Texto dado:
Mothers’ Instinct de Benoît Delhomme, analiza el amor, la rivalidad, la competencia y el miedo, a través de ideas lóbregas de la naturaleza humana. Pero se queda corta, al intentar reflexionar en la oscuridad mental y espiritual que sugiere, a pesar de los intentos de sus dos actrices principales por lograrlo.
La novela Derrière la haine de Barbara Abel (2012) analiza, desde la óptica de la perversión y la tensión entre dos personajes antagónicos, la rivalidad femenina, la maternidad y al final, la violencia. Su primera adaptación llegó a los cines en 2018, de la mano del director belga Olivier Masset-Depasse. La cinta logró plasmar la tensión inquietante y siniestra del texto, así como reflexionar acerca del bien y el mal con una cuidadosa mirada a la idea del miedo que se expresa a través del resentimiento.
Su versión para Hollywood, dirigida por el francés Benoît Delhomme, carece de la elegancia y la sutileza de la original europea. De hecho, el gran problema de Mothers’ Instinct (2024) es la forma en que lo que debieran ser puntos sugeridos se presentan en pantalla como elementos tan evidentes como para resultar insidiosos.

Datos proporcionados:
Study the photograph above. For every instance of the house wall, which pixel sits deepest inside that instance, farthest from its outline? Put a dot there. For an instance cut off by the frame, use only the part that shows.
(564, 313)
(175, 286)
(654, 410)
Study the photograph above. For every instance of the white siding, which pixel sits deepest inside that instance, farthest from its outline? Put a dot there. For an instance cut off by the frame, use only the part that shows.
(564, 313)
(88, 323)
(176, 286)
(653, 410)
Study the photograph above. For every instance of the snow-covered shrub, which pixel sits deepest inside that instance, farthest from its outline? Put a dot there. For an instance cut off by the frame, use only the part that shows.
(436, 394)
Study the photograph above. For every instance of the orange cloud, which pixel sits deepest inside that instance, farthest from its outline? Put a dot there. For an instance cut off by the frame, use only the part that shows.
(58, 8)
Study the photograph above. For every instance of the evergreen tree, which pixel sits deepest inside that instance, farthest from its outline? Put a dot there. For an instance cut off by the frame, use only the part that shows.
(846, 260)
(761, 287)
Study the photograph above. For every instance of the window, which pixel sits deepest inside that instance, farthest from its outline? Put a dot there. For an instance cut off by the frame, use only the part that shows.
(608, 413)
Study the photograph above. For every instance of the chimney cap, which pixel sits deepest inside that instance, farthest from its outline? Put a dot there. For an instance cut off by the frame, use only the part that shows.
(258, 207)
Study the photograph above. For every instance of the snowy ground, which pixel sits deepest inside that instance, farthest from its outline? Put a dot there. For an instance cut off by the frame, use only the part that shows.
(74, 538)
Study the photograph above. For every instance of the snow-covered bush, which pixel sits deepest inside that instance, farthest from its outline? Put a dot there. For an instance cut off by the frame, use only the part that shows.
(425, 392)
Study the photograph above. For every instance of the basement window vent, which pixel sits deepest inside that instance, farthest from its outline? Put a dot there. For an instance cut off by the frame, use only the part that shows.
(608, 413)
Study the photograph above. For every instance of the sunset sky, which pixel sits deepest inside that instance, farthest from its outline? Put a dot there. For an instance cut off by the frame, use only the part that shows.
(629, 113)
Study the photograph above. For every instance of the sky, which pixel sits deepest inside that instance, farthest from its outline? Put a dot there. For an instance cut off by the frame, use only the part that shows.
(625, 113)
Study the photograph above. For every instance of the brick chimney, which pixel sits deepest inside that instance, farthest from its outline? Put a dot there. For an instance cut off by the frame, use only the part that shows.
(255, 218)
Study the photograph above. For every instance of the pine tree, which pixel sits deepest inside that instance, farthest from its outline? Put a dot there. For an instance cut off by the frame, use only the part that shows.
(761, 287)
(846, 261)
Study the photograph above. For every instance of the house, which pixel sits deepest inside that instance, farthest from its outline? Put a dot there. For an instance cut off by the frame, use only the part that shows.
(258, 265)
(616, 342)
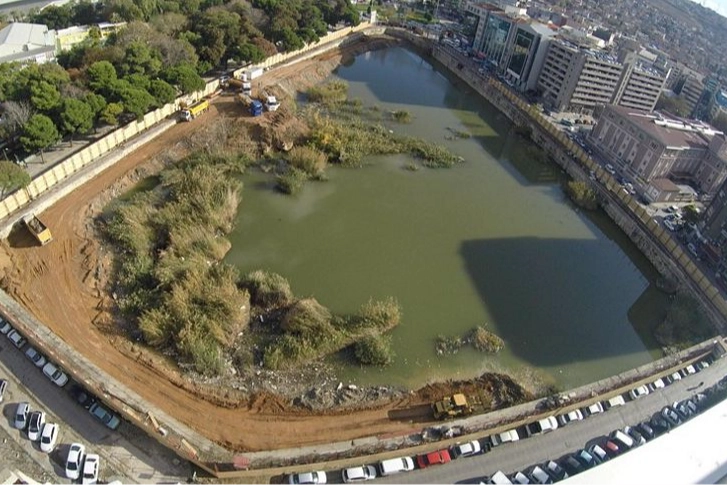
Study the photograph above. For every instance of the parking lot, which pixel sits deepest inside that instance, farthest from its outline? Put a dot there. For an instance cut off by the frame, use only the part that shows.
(145, 461)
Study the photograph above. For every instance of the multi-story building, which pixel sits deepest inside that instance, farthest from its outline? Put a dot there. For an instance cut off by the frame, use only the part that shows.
(651, 146)
(640, 85)
(26, 43)
(576, 78)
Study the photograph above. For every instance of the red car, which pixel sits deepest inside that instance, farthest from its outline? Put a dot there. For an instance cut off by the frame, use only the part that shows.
(434, 458)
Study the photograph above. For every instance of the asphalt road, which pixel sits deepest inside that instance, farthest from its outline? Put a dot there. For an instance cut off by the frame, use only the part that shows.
(538, 449)
(145, 461)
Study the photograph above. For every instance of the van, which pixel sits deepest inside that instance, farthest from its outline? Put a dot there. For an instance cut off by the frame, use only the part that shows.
(622, 438)
(396, 465)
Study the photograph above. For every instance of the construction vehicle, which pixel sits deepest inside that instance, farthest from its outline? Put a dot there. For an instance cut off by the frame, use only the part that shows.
(250, 74)
(191, 112)
(271, 103)
(459, 405)
(39, 230)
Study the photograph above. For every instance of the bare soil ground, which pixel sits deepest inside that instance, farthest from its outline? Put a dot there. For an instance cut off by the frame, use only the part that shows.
(63, 285)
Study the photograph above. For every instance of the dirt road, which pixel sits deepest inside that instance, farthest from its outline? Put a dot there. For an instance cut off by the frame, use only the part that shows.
(59, 282)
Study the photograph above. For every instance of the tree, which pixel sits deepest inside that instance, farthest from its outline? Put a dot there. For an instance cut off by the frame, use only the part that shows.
(101, 76)
(110, 114)
(162, 91)
(12, 177)
(44, 96)
(76, 117)
(39, 134)
(15, 115)
(185, 77)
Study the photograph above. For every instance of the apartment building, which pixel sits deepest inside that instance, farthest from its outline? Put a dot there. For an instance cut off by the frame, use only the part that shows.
(578, 79)
(652, 147)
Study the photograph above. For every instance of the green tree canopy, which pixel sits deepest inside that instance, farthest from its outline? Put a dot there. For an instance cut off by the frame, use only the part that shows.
(162, 91)
(44, 96)
(110, 114)
(39, 134)
(185, 78)
(76, 117)
(12, 177)
(101, 76)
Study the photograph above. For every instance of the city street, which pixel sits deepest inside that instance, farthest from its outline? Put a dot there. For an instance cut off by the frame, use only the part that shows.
(512, 457)
(145, 461)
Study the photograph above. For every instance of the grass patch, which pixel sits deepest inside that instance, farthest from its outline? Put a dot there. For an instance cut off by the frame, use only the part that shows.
(168, 243)
(685, 325)
(308, 331)
(401, 116)
(582, 194)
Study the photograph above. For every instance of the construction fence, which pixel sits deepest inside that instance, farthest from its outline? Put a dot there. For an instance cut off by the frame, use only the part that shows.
(71, 165)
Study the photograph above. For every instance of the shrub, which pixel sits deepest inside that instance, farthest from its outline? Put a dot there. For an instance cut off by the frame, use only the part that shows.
(267, 289)
(486, 341)
(309, 159)
(374, 350)
(401, 116)
(291, 181)
(307, 318)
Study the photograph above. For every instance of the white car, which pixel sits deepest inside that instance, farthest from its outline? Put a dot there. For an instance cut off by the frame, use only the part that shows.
(35, 357)
(49, 437)
(90, 469)
(638, 392)
(358, 474)
(35, 426)
(74, 461)
(575, 415)
(466, 449)
(17, 339)
(56, 375)
(308, 478)
(595, 408)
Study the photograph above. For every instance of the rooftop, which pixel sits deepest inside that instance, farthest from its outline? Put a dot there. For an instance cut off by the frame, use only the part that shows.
(671, 132)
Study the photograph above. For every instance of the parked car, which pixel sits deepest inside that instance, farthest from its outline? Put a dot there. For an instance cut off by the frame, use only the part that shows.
(35, 426)
(595, 408)
(17, 339)
(611, 448)
(575, 415)
(571, 465)
(638, 392)
(635, 435)
(622, 439)
(439, 457)
(464, 450)
(671, 416)
(55, 374)
(555, 471)
(358, 474)
(598, 453)
(35, 357)
(21, 416)
(105, 416)
(539, 476)
(585, 458)
(308, 478)
(646, 431)
(74, 461)
(91, 465)
(49, 437)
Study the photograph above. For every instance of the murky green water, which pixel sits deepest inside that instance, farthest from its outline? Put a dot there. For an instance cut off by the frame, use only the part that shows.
(492, 241)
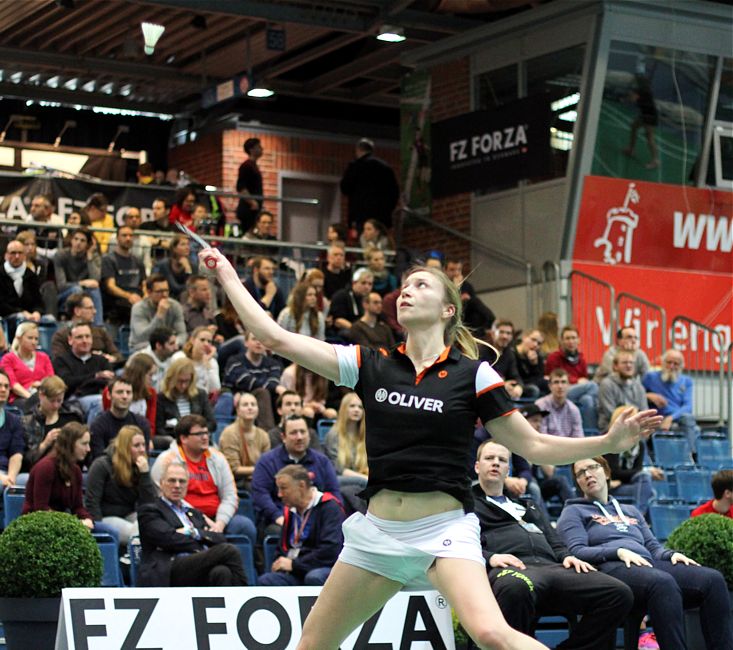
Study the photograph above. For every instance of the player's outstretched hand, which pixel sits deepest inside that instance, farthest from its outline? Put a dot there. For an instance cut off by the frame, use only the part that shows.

Descripción del ejercicio:
Transcribe sin ningún cambio el fragmento del texto dado que abarca desde "Mothers’ Instinct de" hasta "través del resentimiento.". Los ítems provienen de una fuente distinta a la del texto dado.

Respuesta:
Mothers’ Instinct de Benoît Delhomme, analiza el amor, la rivalidad, la competencia y el miedo, a través de ideas lóbregas de la naturaleza humana. Pero se queda corta, al intentar reflexionar en la oscuridad mental y espiritual que sugiere, a pesar de los intentos de sus dos actrices principales por lograrlo.
La novela Derrière la haine de Barbara Abel (2012) analiza, desde la óptica de la perversión y la tensión entre dos personajes antagónicos, la rivalidad femenina, la maternidad y al final, la violencia. Su primera adaptación llegó a los cines en 2018, de la mano del director belga Olivier Masset-Depasse. La cinta logró plasmar la tensión inquietante y siniestra del texto, así como reflexionar acerca del bien y el mal con una cuidadosa mirada a la idea del miedo que se expresa a través del resentimiento.